Publié en 2015, traduit en français fin août 2015 par Mathilde Bach chez Rivages, le deuxième roman du Gallois Owen Sheers, après son « Résistance » acclamé en 2007 (l’auteur s’étant dans l’intervalle largement consacré à la poésie et au théâtre), propose un poignant récit d’empathie, de fatalité, de culpabilité et de quête de rédemption.

Un journaliste-écrivain, mondialement reconnu pour son premier roman né d’une immersion en profondeur dans les quartiers chauds de New York City, vient de perdre sa compagne, amour de sa vie, grande reporter de guerre disparue au Pakistan dans une « bavure » (ou un « dommage collatéral ») lors d’une frappe de drone. Se remettant laborieusement de sa douleur, il lie amitié avec ses nouveaux voisins, couple d’apparence ordinaire aux deux petites filles, traversé toutefois des tensions « habituelles » de la vie contemporaine, tandis que de son côté, l’officier de l’US Air Force responsable, parmi d’autres décideurs et exécutants, de la frappe de Reaper erronée et mortelle, s’étouffe sous les remords.

--------------------------------

**Actions à mener**
[a] Dans l'extrait sur le roman d'Owen Sheers, qui en a signé la traduction française ?
[b] Prolongez la présentation du roman d'Owen Sheers au-delà de sa dernière phrase.
Le matériel qui suit n'entre pas en jeu ici.

--------------------------------

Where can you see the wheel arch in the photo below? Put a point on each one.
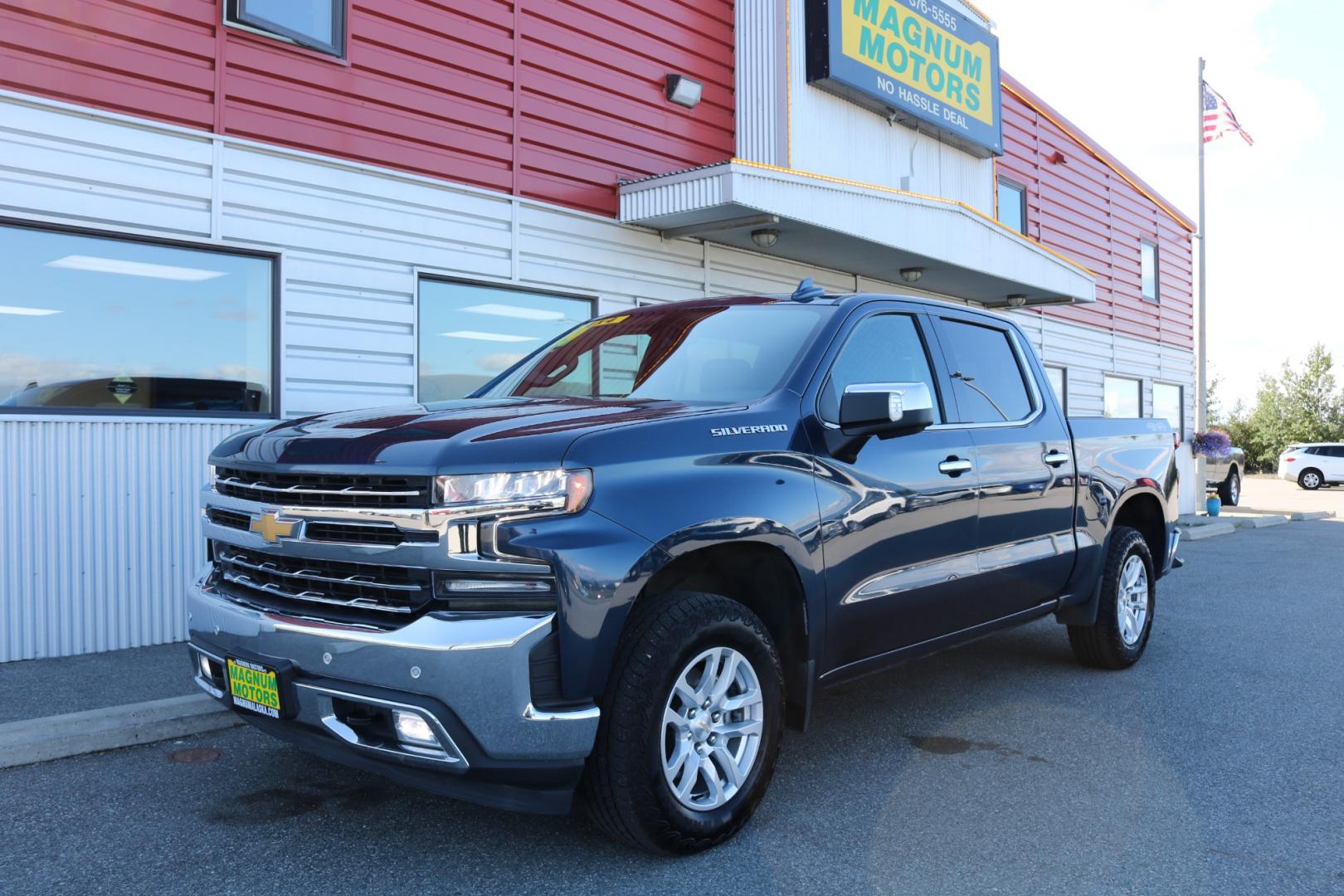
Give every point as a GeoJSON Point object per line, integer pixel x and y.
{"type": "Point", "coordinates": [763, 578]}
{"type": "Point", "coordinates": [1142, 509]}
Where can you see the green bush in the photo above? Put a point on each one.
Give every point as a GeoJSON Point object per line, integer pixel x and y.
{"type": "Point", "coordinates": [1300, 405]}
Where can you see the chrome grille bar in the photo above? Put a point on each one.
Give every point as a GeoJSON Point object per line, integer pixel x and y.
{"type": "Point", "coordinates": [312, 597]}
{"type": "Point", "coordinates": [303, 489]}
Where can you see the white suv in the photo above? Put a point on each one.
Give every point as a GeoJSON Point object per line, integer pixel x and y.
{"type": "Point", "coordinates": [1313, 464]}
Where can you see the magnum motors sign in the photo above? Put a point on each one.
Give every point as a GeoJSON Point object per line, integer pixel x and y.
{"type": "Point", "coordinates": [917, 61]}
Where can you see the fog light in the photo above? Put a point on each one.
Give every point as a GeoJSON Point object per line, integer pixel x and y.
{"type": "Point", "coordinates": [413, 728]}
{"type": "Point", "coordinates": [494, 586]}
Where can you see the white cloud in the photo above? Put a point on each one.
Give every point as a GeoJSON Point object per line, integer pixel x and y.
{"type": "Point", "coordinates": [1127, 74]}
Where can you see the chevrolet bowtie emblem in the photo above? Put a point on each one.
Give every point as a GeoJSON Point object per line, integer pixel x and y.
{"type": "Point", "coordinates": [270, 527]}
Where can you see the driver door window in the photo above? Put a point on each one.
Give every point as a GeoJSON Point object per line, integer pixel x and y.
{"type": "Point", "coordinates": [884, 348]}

--------------------------------

**Résultats dans l'ordre**
[a] Mathilde Bach, chez Rivages.

[b]
L’événement qui bouleversa leur existence survint un samedi après-midi de juin, quelques minutes à peine après que Michael Turner, croyant la maison des Nelson déserte, eut franchi le seuil de la porte du jardin. Ce n’était que le début du mois, mais Londres se boursouflait déjà sous la chaleur. Les fenêtres béaient le long de South Hill Drive. Garées des deux côtés de la route, les voitures bouillaient, brûlantes, leurs carrosseries prêtes à craqueler au soleil. La brise du matin s’était retirée, laissant la rangée de platanes parfaitement immobile. Les chênes et les hêtres du parc alentour ne bruissaient pas davantage. La vague de chaleur s’était abattue sur la ville une semaine plus tôt, et cependant les herbes hautes qui s’étendaient hors de l’ombre protectrice des arbres commençaient à jaunir.
Michael avait trouvé la porte du jardin des Nelson entrouverte. Il s’était penché dans l’entrebâillement, l’avant-bras appuyé au cadre de la porte, et avait appelé ses voisins.
« Josh ? Samantha ? »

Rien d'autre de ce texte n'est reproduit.